[Opening Provided information section]
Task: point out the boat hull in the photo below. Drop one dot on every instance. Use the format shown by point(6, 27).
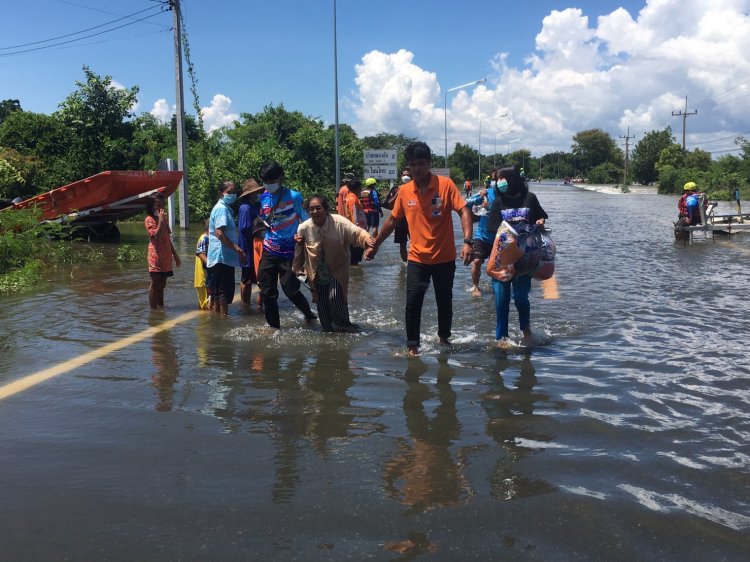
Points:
point(105, 197)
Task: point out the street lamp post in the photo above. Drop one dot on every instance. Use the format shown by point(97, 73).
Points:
point(445, 110)
point(494, 156)
point(479, 144)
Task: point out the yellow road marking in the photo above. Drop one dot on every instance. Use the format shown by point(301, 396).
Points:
point(549, 289)
point(39, 377)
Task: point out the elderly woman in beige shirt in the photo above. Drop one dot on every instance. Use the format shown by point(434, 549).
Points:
point(323, 254)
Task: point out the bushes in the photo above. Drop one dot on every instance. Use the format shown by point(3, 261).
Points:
point(718, 184)
point(28, 248)
point(604, 173)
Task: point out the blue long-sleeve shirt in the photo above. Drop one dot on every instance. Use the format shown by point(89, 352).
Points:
point(282, 212)
point(480, 230)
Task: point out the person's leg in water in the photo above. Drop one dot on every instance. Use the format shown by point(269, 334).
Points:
point(156, 290)
point(291, 287)
point(442, 281)
point(417, 281)
point(268, 279)
point(502, 290)
point(521, 288)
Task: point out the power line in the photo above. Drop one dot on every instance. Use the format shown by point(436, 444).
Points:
point(101, 41)
point(684, 114)
point(81, 38)
point(76, 32)
point(77, 5)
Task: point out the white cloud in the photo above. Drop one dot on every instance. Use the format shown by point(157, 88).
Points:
point(219, 113)
point(624, 70)
point(162, 111)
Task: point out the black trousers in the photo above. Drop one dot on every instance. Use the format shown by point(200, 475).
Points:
point(273, 270)
point(418, 276)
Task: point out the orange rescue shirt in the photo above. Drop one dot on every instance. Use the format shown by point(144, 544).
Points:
point(429, 218)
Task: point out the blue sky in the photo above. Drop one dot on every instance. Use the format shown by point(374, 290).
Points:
point(554, 67)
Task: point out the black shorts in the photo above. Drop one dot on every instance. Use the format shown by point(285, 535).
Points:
point(481, 250)
point(401, 233)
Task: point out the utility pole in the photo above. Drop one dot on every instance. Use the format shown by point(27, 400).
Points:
point(684, 115)
point(627, 138)
point(180, 111)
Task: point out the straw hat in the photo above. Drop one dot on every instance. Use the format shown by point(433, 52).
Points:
point(250, 186)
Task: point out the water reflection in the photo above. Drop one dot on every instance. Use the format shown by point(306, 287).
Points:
point(164, 360)
point(512, 423)
point(423, 474)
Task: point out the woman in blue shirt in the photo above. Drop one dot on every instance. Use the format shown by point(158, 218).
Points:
point(224, 254)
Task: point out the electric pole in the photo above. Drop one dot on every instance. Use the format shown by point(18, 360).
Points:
point(627, 138)
point(180, 111)
point(684, 115)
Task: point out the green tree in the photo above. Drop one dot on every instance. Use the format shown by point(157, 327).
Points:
point(96, 113)
point(593, 147)
point(698, 159)
point(646, 154)
point(7, 107)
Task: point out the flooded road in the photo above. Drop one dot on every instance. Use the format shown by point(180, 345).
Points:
point(627, 437)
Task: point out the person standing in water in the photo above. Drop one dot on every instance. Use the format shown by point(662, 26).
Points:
point(322, 253)
point(426, 204)
point(514, 204)
point(224, 253)
point(281, 210)
point(160, 249)
point(483, 240)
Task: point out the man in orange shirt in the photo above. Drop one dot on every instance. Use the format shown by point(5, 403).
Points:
point(426, 203)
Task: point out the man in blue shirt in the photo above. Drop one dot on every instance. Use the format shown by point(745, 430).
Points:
point(483, 239)
point(281, 210)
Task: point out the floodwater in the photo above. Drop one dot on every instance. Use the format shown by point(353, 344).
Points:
point(625, 437)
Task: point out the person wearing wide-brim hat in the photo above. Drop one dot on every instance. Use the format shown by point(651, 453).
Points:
point(688, 206)
point(251, 237)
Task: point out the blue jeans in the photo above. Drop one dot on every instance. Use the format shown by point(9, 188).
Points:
point(521, 286)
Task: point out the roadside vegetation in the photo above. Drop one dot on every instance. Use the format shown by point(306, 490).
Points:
point(94, 129)
point(28, 248)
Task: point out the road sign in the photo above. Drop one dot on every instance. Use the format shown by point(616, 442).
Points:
point(380, 164)
point(380, 171)
point(380, 157)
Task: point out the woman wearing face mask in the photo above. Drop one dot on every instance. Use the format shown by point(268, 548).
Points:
point(515, 204)
point(483, 239)
point(224, 254)
point(160, 249)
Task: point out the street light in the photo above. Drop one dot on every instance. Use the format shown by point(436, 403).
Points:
point(511, 142)
point(494, 157)
point(445, 110)
point(479, 144)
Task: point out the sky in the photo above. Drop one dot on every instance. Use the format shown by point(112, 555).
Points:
point(552, 68)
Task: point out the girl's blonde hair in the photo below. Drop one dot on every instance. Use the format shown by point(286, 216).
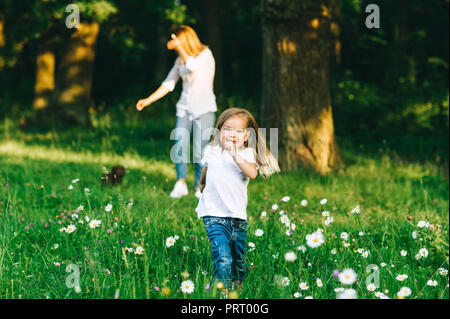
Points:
point(189, 40)
point(266, 161)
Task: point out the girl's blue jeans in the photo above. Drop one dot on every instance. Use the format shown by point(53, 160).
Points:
point(202, 128)
point(228, 238)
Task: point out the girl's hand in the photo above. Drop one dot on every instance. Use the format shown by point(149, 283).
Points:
point(141, 104)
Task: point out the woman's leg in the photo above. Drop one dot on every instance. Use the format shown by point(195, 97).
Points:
point(180, 152)
point(203, 128)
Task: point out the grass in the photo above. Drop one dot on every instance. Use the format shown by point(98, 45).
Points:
point(38, 166)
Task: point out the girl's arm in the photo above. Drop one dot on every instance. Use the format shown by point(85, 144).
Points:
point(155, 96)
point(249, 169)
point(203, 179)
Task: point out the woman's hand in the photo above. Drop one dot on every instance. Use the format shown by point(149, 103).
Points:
point(141, 104)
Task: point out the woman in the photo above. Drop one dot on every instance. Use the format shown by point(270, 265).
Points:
point(196, 107)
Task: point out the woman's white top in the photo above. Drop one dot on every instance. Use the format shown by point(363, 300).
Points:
point(197, 96)
point(225, 192)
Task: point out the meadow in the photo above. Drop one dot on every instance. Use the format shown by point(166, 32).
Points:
point(381, 224)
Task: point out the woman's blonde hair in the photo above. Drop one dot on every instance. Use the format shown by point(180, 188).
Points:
point(189, 40)
point(266, 161)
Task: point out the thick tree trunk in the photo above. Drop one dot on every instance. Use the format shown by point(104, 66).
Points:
point(296, 95)
point(45, 76)
point(214, 39)
point(74, 77)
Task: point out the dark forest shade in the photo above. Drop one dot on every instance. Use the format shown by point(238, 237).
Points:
point(295, 94)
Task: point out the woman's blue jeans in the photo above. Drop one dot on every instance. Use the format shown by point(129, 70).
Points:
point(228, 238)
point(202, 128)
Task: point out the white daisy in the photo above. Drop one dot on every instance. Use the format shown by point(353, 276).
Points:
point(290, 256)
point(303, 286)
point(347, 276)
point(404, 292)
point(259, 232)
point(347, 294)
point(187, 287)
point(95, 223)
point(314, 240)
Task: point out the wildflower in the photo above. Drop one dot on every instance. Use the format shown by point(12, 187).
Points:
point(139, 250)
point(290, 256)
point(286, 199)
point(187, 286)
point(303, 286)
point(319, 282)
point(71, 228)
point(314, 240)
point(285, 281)
point(344, 236)
point(170, 241)
point(404, 292)
point(371, 287)
point(259, 232)
point(423, 252)
point(347, 294)
point(443, 271)
point(95, 223)
point(347, 276)
point(401, 277)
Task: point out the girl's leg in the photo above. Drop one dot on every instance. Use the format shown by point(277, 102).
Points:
point(238, 243)
point(219, 231)
point(203, 128)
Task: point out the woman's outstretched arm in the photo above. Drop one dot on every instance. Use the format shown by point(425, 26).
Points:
point(155, 96)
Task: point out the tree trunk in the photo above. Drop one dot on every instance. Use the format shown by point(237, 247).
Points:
point(296, 95)
point(74, 77)
point(45, 76)
point(214, 39)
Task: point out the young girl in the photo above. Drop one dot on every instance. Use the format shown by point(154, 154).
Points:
point(235, 154)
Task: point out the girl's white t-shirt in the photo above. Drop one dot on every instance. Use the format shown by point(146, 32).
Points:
point(225, 192)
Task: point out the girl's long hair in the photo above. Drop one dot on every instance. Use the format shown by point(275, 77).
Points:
point(189, 40)
point(266, 161)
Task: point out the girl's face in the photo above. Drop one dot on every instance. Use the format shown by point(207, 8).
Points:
point(234, 131)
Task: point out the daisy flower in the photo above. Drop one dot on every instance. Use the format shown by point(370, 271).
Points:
point(347, 276)
point(401, 277)
point(170, 241)
point(404, 292)
point(95, 223)
point(259, 232)
point(303, 286)
point(314, 240)
point(187, 287)
point(290, 256)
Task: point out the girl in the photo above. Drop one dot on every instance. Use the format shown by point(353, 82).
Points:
point(196, 107)
point(236, 153)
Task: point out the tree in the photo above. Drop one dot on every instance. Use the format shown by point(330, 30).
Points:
point(295, 95)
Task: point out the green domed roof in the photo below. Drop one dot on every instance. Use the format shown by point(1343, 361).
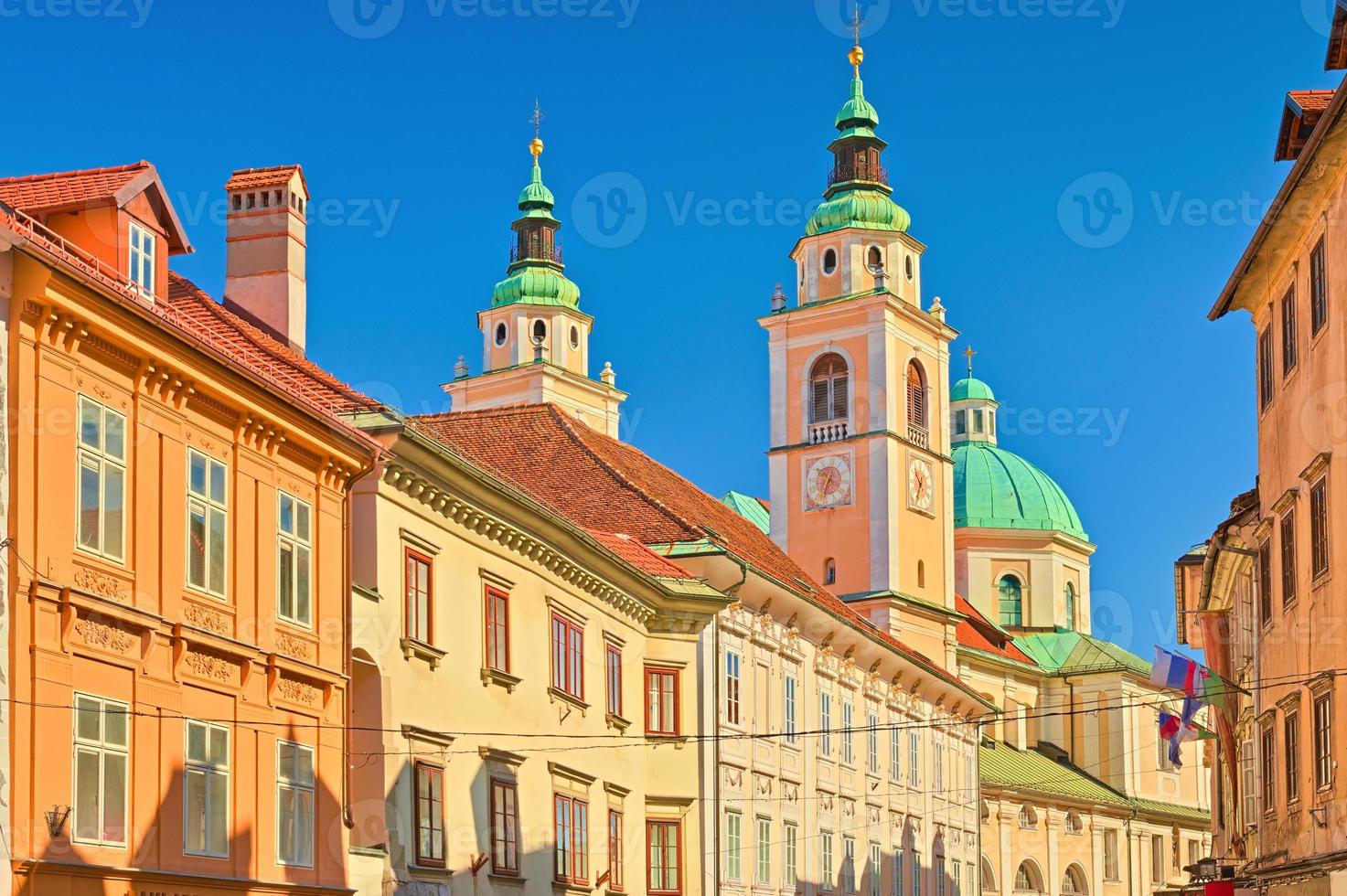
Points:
point(971, 389)
point(868, 209)
point(997, 489)
point(536, 283)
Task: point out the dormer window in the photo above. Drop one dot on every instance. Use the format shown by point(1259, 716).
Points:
point(142, 259)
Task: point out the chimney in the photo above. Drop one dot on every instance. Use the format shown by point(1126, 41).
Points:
point(264, 267)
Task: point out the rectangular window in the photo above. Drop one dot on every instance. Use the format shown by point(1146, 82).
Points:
point(102, 756)
point(294, 550)
point(497, 631)
point(1290, 736)
point(208, 515)
point(1265, 376)
point(826, 724)
point(1110, 855)
point(1288, 558)
point(664, 865)
point(102, 480)
point(615, 852)
point(294, 804)
point(418, 597)
point(764, 852)
point(1269, 770)
point(871, 742)
point(1288, 332)
point(205, 778)
point(848, 751)
point(1323, 741)
point(572, 819)
point(733, 847)
point(567, 656)
point(613, 673)
point(661, 704)
point(142, 261)
point(732, 688)
point(1318, 289)
point(1319, 527)
point(430, 816)
point(504, 827)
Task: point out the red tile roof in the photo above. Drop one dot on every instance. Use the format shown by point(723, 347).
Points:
point(981, 635)
point(603, 484)
point(62, 189)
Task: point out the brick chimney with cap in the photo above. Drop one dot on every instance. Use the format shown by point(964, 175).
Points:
point(265, 233)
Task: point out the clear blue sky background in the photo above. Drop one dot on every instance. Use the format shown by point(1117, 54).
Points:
point(993, 113)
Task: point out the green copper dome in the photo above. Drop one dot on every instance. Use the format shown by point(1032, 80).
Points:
point(997, 489)
point(971, 389)
point(536, 283)
point(866, 209)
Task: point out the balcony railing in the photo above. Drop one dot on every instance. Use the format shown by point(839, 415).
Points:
point(871, 173)
point(829, 432)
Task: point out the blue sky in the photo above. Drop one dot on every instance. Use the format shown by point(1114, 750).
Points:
point(1008, 122)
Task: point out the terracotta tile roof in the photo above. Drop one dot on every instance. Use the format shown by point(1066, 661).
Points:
point(981, 635)
point(603, 484)
point(45, 192)
point(255, 347)
point(643, 558)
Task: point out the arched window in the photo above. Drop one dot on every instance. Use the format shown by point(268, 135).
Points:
point(1011, 602)
point(1027, 879)
point(829, 389)
point(916, 395)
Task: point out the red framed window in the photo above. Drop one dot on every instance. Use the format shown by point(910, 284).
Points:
point(497, 629)
point(664, 865)
point(504, 827)
point(615, 852)
point(567, 656)
point(572, 818)
point(418, 597)
point(661, 704)
point(613, 670)
point(430, 816)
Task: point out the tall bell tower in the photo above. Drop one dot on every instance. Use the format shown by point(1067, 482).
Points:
point(861, 478)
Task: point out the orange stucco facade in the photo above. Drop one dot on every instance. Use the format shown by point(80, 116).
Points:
point(178, 591)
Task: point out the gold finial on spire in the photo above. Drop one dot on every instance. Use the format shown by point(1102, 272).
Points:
point(857, 54)
point(535, 145)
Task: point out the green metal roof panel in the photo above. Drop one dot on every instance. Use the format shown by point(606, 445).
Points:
point(749, 508)
point(994, 488)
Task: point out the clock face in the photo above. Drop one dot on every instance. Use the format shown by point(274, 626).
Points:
point(828, 481)
point(920, 485)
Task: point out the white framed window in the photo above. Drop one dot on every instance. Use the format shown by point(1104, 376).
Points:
point(294, 804)
point(294, 554)
point(102, 481)
point(205, 778)
point(142, 259)
point(208, 517)
point(102, 763)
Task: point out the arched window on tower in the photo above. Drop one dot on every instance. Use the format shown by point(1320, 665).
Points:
point(916, 397)
point(1011, 602)
point(829, 389)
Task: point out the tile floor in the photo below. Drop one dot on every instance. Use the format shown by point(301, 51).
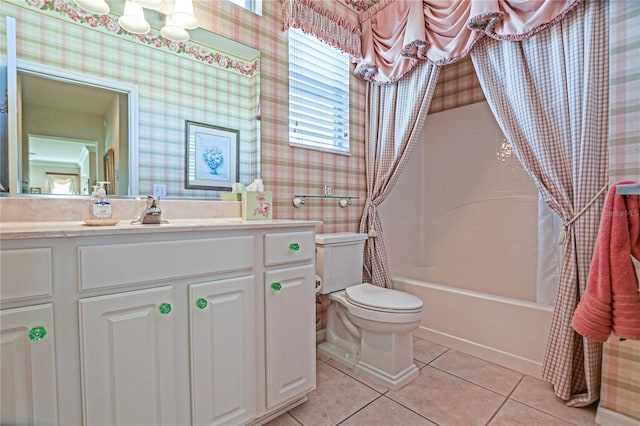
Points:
point(453, 389)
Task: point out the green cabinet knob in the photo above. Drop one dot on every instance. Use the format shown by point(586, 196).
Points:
point(164, 308)
point(37, 333)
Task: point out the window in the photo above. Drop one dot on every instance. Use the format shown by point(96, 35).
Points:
point(318, 94)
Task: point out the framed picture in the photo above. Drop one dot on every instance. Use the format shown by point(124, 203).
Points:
point(211, 157)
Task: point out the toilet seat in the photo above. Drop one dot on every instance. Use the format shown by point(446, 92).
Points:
point(379, 299)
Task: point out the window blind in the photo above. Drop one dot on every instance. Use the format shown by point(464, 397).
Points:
point(318, 94)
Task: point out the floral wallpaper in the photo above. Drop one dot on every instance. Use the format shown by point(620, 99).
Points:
point(109, 23)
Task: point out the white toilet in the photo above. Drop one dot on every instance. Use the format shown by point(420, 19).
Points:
point(369, 328)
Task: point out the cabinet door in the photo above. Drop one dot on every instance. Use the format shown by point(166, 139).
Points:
point(223, 351)
point(28, 370)
point(127, 354)
point(290, 333)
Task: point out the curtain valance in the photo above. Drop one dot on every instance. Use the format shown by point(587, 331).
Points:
point(396, 34)
point(327, 25)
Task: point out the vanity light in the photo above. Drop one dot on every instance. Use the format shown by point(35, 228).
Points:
point(183, 14)
point(149, 4)
point(132, 19)
point(174, 32)
point(99, 7)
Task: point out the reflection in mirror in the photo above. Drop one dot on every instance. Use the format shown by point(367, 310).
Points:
point(210, 80)
point(67, 129)
point(253, 5)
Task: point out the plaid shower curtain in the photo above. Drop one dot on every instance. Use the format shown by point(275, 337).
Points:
point(395, 114)
point(549, 93)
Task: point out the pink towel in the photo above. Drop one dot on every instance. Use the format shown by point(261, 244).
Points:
point(611, 301)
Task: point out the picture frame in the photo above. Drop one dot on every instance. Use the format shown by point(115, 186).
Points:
point(211, 156)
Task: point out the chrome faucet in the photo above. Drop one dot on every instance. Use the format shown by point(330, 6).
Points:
point(152, 214)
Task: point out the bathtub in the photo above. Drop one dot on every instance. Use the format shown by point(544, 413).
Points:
point(509, 332)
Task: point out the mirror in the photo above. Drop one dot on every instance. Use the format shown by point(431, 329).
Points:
point(210, 80)
point(73, 133)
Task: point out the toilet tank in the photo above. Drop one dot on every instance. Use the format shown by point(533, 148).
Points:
point(339, 259)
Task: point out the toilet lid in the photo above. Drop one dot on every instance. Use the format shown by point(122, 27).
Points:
point(383, 299)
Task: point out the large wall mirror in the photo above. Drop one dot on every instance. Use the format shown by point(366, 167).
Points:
point(96, 105)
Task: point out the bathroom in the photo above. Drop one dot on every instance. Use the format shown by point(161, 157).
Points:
point(287, 171)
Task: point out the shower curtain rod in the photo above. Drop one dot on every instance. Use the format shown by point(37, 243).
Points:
point(628, 189)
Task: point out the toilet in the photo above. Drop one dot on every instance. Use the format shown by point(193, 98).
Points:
point(369, 328)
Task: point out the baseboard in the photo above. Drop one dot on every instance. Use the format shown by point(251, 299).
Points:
point(496, 356)
point(606, 417)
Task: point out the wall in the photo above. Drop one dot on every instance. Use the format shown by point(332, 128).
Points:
point(464, 238)
point(466, 207)
point(620, 392)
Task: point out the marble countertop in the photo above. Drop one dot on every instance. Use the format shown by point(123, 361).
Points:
point(24, 230)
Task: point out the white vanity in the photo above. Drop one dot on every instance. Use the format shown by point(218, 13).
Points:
point(203, 321)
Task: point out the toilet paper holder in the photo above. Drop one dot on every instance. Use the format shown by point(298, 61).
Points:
point(343, 200)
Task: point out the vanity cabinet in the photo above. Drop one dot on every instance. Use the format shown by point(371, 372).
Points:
point(205, 326)
point(127, 355)
point(223, 342)
point(27, 338)
point(28, 366)
point(290, 333)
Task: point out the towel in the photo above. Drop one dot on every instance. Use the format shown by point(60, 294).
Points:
point(611, 302)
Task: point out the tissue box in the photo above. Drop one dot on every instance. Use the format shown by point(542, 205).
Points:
point(257, 205)
point(231, 196)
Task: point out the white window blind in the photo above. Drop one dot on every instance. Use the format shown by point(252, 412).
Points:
point(318, 94)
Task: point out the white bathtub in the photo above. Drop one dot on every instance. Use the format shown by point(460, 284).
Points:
point(509, 332)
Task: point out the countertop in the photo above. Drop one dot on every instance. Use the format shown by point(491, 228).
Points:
point(24, 230)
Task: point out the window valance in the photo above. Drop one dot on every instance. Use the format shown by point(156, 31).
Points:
point(396, 34)
point(327, 25)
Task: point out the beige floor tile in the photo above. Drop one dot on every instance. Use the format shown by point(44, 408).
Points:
point(385, 412)
point(320, 357)
point(419, 364)
point(514, 413)
point(283, 420)
point(337, 396)
point(448, 400)
point(426, 351)
point(347, 370)
point(488, 375)
point(539, 394)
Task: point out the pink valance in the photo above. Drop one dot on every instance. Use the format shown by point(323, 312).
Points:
point(326, 25)
point(398, 33)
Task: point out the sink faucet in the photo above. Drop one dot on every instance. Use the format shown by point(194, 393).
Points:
point(152, 214)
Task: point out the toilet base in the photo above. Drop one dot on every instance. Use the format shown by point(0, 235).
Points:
point(392, 381)
point(337, 353)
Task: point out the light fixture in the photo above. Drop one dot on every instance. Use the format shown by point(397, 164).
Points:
point(99, 7)
point(149, 4)
point(174, 32)
point(132, 19)
point(183, 14)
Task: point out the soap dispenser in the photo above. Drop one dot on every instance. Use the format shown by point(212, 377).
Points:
point(100, 205)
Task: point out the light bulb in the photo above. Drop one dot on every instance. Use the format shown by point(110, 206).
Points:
point(99, 7)
point(174, 32)
point(133, 20)
point(183, 15)
point(149, 4)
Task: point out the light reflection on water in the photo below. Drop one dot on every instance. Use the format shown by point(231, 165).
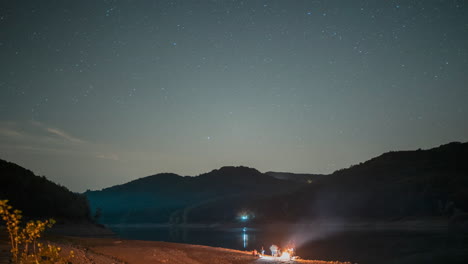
[Closing Provided information section]
**Directions for this task:** Look at the records above. Copy every line where the string "vanity" occurs.

**Response:**
Task: point out the vanity light in the photo above. Drop one dot on every instance. Use the format shown by point(35, 228).
Task: point out the white vanity in the photo above. Drop one dot on every instance. Use the format shown by point(218, 13).
Task: point out the vanity cabinet in the photo above. Drop one dot on every instance. Use the format shown by point(371, 372).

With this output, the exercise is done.